■ Stored data entries ■
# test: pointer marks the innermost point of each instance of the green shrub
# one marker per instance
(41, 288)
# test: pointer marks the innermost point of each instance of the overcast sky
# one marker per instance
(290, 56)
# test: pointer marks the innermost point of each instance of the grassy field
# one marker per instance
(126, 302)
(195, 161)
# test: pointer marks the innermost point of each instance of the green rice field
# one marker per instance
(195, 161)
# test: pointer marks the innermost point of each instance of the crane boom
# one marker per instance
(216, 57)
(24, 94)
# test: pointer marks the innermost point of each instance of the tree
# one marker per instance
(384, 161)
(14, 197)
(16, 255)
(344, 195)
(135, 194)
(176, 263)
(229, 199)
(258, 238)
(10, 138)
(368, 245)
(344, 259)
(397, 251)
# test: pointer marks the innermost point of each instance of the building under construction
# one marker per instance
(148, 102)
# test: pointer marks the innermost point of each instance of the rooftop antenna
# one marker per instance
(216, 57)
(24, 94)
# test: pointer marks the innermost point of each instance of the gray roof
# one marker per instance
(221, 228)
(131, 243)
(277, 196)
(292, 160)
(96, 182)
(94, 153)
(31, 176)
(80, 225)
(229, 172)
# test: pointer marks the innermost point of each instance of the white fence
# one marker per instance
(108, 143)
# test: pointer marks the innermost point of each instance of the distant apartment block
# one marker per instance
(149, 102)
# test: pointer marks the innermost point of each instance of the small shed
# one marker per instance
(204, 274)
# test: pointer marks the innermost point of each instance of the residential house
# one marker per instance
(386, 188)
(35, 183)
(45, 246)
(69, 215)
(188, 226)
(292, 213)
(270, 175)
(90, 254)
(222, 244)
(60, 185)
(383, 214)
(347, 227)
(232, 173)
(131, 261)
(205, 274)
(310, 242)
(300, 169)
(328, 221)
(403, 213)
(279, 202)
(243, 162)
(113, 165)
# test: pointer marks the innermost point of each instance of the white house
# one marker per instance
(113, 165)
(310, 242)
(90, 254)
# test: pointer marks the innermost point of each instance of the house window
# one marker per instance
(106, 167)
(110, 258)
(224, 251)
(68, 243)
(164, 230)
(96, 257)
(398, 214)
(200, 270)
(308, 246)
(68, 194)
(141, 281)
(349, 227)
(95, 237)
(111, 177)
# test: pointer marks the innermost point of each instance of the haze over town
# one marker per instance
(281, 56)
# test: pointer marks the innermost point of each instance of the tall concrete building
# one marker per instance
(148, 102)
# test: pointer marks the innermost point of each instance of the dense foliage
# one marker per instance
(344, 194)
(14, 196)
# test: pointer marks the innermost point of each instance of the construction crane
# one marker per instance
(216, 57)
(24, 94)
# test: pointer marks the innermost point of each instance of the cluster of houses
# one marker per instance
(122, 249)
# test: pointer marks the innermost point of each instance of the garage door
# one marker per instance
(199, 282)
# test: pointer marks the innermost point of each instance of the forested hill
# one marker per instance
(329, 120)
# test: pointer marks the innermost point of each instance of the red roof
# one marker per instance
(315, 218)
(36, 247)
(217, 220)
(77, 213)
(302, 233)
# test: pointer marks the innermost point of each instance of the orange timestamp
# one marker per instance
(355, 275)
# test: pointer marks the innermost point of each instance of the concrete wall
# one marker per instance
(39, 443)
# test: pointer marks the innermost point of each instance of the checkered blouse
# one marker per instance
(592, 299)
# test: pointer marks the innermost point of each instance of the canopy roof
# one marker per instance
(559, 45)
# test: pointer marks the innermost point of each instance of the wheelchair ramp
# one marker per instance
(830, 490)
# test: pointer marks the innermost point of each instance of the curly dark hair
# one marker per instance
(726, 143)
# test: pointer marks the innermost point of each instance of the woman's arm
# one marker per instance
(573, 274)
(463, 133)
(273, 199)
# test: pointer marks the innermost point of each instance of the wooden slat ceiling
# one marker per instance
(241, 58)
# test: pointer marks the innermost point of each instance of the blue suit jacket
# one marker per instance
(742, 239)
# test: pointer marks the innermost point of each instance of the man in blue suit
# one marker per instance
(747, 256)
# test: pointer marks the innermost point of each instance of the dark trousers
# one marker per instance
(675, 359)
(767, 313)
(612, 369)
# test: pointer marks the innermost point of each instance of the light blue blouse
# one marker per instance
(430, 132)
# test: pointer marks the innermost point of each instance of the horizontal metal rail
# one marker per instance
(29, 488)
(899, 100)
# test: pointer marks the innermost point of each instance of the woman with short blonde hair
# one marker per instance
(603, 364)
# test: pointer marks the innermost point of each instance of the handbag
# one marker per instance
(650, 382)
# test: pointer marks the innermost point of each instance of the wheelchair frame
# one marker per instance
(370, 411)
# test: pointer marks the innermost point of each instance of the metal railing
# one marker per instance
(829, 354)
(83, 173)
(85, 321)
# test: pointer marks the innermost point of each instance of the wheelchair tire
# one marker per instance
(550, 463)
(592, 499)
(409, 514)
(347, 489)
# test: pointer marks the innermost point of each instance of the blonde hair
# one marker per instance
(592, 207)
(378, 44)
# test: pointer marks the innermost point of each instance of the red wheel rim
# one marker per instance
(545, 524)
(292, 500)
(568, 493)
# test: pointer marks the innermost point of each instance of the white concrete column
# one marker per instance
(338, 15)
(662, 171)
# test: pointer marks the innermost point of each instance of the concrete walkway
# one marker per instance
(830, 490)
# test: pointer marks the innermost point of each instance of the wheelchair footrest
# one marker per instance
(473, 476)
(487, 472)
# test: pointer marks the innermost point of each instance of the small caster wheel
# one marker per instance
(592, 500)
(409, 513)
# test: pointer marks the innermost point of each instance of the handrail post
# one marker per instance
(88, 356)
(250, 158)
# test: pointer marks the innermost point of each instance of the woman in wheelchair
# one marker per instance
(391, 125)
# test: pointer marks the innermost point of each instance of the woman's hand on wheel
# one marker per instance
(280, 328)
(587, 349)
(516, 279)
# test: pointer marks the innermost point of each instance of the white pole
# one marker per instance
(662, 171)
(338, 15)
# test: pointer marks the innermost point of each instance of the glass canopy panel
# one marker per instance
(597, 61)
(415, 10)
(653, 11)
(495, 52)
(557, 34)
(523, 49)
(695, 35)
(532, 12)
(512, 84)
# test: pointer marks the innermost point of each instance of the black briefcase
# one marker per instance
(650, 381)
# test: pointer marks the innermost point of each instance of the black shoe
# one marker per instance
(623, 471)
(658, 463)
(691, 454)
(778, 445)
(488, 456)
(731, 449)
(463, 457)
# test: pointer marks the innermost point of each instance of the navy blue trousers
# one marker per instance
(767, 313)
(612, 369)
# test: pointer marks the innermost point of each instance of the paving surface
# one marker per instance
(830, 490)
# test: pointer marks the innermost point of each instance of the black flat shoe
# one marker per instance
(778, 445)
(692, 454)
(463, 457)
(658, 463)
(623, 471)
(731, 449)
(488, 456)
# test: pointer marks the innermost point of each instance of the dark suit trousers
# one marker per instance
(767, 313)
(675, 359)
* * *
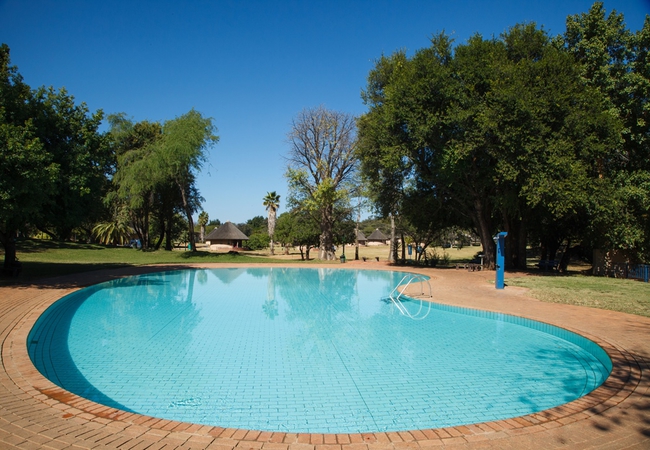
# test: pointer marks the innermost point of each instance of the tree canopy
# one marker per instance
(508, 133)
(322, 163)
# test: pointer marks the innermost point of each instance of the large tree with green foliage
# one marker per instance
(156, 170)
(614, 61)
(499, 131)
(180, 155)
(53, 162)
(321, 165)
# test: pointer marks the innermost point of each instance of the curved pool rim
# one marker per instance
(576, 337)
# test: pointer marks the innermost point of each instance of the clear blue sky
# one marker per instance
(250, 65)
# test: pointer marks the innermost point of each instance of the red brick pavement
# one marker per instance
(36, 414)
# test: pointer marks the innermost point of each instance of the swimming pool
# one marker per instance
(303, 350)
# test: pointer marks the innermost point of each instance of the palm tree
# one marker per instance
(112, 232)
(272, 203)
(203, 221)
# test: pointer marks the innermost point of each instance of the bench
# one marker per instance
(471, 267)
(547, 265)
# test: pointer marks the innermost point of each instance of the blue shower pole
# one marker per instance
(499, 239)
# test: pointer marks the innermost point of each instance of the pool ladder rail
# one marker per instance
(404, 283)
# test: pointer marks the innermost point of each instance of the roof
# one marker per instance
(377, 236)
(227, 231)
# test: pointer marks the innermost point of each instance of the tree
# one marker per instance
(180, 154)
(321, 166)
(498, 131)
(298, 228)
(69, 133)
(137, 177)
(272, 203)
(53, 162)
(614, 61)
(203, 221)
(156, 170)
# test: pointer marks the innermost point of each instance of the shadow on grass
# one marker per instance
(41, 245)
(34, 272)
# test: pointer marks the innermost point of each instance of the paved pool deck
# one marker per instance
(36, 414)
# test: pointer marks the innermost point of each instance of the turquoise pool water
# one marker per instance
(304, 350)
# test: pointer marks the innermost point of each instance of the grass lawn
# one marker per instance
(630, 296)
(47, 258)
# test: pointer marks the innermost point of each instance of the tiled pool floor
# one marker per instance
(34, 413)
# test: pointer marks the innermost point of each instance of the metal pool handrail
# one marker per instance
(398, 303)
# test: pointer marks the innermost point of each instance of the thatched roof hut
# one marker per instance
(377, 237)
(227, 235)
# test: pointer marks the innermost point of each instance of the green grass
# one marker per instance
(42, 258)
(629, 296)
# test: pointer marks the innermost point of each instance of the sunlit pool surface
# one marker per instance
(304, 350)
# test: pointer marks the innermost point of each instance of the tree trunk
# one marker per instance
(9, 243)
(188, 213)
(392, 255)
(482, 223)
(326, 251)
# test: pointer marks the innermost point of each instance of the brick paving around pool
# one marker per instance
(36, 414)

■ Problem to solve ■
Copy the lines above exactly, beginning at the line that has "the small shed" and stopping after the line that has "the house window", and omit the rest.

■ Task response ■
# test: pointer marks the innermost point of each instance of the small shed
# one marker per instance
(204, 274)
# test: pointer marks the innermost point of each instance of the residential house
# one marker per instance
(386, 188)
(35, 183)
(45, 246)
(69, 215)
(188, 226)
(292, 213)
(270, 175)
(90, 254)
(222, 244)
(60, 185)
(383, 214)
(347, 227)
(232, 173)
(131, 261)
(205, 274)
(310, 242)
(300, 169)
(328, 221)
(403, 213)
(279, 202)
(243, 162)
(113, 165)
# test: pointer marks the innermost point of each instance of the white house
# one marker per instance
(113, 165)
(310, 242)
(90, 254)
# test: pointer marks the innermost point of each instance of the house window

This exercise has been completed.